- EXERCISE INSTRUCTIONS:
Rewrite the material starting at the line that contains "I bet you can't find the shrub" and ending with the final line of the material, replacing each occurrence of "bounding box" with "enclosing rectangle" and leaving everything else unchanged.

Stored items:
+--

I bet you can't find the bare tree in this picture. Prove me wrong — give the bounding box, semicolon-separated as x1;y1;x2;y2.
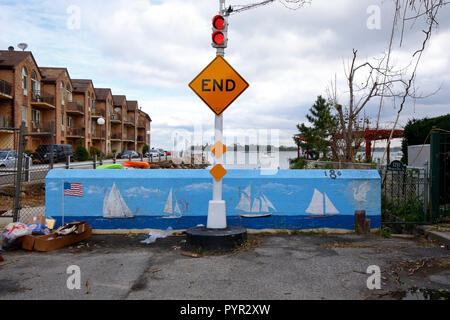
377;0;450;161
327;0;449;161
327;49;407;162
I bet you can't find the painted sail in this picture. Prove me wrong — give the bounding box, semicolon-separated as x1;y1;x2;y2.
236;185;252;212
164;189;173;213
252;198;261;212
325;193;339;214
259;195;269;212
103;182;133;218
305;188;324;215
174;194;181;214
262;194;277;211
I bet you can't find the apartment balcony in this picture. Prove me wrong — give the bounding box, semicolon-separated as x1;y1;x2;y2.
91;130;106;140
31;90;55;110
67;128;85;138
0;79;13;100
123;117;134;127
137;136;145;143
0;116;13;128
138;120;145;129
30;121;52;133
109;114;122;123
123;134;134;142
111;133;122;141
66;102;84;116
91;109;106;118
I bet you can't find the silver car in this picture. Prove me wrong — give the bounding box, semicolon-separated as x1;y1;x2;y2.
0;150;26;168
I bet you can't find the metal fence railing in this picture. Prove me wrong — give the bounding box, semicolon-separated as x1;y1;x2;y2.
379;163;430;229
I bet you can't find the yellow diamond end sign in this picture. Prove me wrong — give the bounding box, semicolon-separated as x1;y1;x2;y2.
189;56;249;116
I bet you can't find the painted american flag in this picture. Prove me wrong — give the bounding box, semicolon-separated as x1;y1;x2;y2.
64;182;83;197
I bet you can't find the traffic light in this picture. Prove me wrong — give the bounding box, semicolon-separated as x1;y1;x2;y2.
211;15;228;48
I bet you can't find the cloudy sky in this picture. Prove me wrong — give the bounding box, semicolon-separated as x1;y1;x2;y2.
0;0;450;148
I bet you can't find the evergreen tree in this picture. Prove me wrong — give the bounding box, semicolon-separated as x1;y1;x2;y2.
294;96;338;157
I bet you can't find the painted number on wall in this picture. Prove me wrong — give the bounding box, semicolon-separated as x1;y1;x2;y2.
324;169;342;180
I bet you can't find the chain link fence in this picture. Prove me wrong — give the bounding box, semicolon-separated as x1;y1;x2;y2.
15;126;53;223
380;165;430;232
0;128;19;219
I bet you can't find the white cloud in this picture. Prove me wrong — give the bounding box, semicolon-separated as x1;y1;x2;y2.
0;0;450;148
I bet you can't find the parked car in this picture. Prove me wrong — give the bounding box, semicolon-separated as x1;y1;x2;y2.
144;149;159;158
0;150;27;168
156;149;166;157
118;150;139;159
31;144;73;163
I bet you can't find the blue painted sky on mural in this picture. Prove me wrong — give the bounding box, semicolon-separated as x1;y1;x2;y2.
46;170;381;216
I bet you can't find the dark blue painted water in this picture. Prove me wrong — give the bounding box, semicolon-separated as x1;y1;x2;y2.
55;215;381;230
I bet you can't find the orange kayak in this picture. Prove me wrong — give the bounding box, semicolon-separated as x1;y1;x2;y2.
124;161;150;169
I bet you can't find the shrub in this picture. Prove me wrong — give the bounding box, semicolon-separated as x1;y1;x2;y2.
289;158;306;169
89;146;105;158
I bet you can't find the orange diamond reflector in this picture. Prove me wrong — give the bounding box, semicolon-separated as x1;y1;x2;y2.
211;141;227;158
209;163;227;181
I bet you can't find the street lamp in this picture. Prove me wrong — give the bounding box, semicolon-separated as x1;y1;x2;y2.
97;117;105;164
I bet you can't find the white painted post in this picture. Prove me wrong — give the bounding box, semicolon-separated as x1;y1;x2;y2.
206;0;227;229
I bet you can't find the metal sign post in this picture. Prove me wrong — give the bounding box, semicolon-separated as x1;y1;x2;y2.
206;0;227;229
189;0;249;229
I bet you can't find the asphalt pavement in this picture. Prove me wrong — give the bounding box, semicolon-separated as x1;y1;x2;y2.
0;234;450;300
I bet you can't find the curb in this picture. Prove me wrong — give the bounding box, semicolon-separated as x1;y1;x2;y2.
92;228;370;235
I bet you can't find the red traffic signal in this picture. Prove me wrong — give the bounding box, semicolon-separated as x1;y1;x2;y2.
212;14;227;48
213;15;225;30
212;31;225;45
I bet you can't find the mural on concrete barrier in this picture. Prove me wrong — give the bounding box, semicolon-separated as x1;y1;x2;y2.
46;170;381;229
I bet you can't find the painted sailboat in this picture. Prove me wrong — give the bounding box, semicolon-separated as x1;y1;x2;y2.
305;188;339;218
236;185;277;218
103;182;134;219
163;188;181;219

+--

- ANSWER:
I bet you can't find the shrub in this picture. Prove me wrong — give the enclosing rectangle, semicolon-separated as x1;y1;x2;y2.
289;158;306;169
89;146;105;158
I bet you can't find the orange diamond reflector in this picture. Prove me wrong — give the enclosing rectangle, semicolon-separated as x1;y1;x2;y2.
211;141;227;158
209;163;227;181
I bet you can't find the street lamp in this picture. Prove me wrong — give the enclosing rectangle, semicolon-separated as x1;y1;x2;y2.
97;117;105;164
I bet you can't find the white painted post in this picture. Prove me wrong — give the enclosing rectangle, semicolon-separated as x1;y1;x2;y2.
206;0;227;229
I bet you can't find the metal sign post in this picture. Prove me wrong — give the enclosing rectangle, semicolon-separated as x1;y1;x2;y2.
206;0;227;229
189;0;249;229
I bet you can't find the asphalt pavement in this picture. Prove me wrong — give the enclosing rectangle, semicolon-separated as x1;y1;x2;y2.
0;234;450;300
I bet you can't find the curb in this picture. Prove me wrong — give the enclosing rectangle, semicolon-separated as x1;y1;x2;y2.
92;228;370;235
I bet you can't find the red traffic signal in this picture. Prove me wrong — give the enclosing rectangle, semicolon-separated as x1;y1;x2;y2.
212;14;227;48
213;15;225;30
212;31;225;45
I bet you can't find the mural on concrete barrier in this picture. Prove me wrong — give the enclosing rectangle, semicolon-separated as x1;y1;x2;y2.
46;170;381;229
I bet you can't find the painted sailboat in this picture. Prove me wrong — give the enclosing rectangle, semicolon-separated as x1;y1;x2;y2.
305;188;339;218
236;185;277;218
103;182;134;219
163;188;181;219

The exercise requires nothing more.